▸ **MATERIAL SHOWN**:
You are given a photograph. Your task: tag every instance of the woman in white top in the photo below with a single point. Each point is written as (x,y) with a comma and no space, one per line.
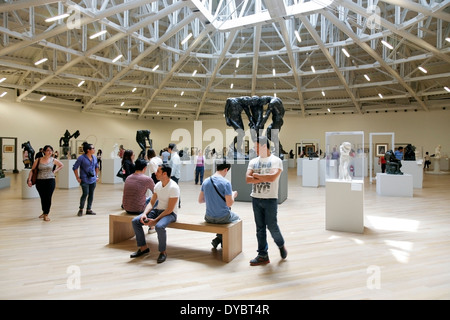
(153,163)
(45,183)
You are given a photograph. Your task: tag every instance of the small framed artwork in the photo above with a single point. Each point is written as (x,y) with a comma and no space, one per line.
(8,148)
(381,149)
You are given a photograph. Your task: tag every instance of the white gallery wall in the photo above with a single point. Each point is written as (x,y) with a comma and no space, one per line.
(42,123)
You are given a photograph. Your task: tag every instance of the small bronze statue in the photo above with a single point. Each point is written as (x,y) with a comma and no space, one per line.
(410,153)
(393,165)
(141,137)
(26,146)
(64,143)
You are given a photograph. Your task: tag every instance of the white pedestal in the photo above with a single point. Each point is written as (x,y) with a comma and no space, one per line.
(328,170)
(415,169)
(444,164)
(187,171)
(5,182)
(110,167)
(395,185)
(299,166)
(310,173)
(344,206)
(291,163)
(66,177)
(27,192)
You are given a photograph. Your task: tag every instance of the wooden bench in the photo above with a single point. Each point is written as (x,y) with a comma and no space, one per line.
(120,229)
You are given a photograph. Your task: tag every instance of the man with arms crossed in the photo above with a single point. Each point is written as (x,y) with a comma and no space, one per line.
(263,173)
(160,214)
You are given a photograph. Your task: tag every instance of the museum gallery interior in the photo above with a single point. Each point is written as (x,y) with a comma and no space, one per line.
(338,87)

▸ **THE REQUEST**: Copy out the whole listing above word for word, omitting the pictures.

▸ **ANSWER BELOW**:
You are given a photograph. Your task: tag every instance of the woman in white top in the photo below with a single point. Each point is written as (x,y) with a comma and no space, one per line.
(153,163)
(45,183)
You are given a photograph. Your task: tag every instance of the small framed artwork in the photo above with a single point. Each point is written as (x,y) with a comma and no space, one per line.
(8,148)
(381,149)
You are given a photograph. Your task: tag every instance of the white gallery wall in the photo above with a single point. Each point is written as (x,y) with a comma and no space, one per line.
(42,123)
You are given a photograph. Your task: tag every instance of the small bronze statue in the photo above with a single point. Each point is written as (x,y) with a comma and no space, one per line.
(410,153)
(393,165)
(141,137)
(26,146)
(64,143)
You are given a photograph. Your task: tag every instance of the white pedestal in the photo above with a single point. Each point is written as (x,y) with a comma and no space, one per line.
(328,170)
(415,169)
(444,164)
(187,171)
(5,182)
(110,167)
(395,185)
(299,166)
(310,173)
(344,206)
(291,163)
(66,177)
(27,192)
You are given a photograph. Your task: tag every instance of the wooden bench in the photo above with a single point. Each point is written as (x,y) with a comma and no space, one per line.
(120,229)
You are given a photograph. Your task: tag every instance of the man with arms crossed in the photo above with a single point. Each point is written as (x,y) with a comma and no space, one per line.
(263,173)
(160,214)
You are given a photograph. Your task: tag every instance of the museum gallery interior in the photo above with a single point. Each point is written as (x,y) with a comma and no space, one per line.
(338,87)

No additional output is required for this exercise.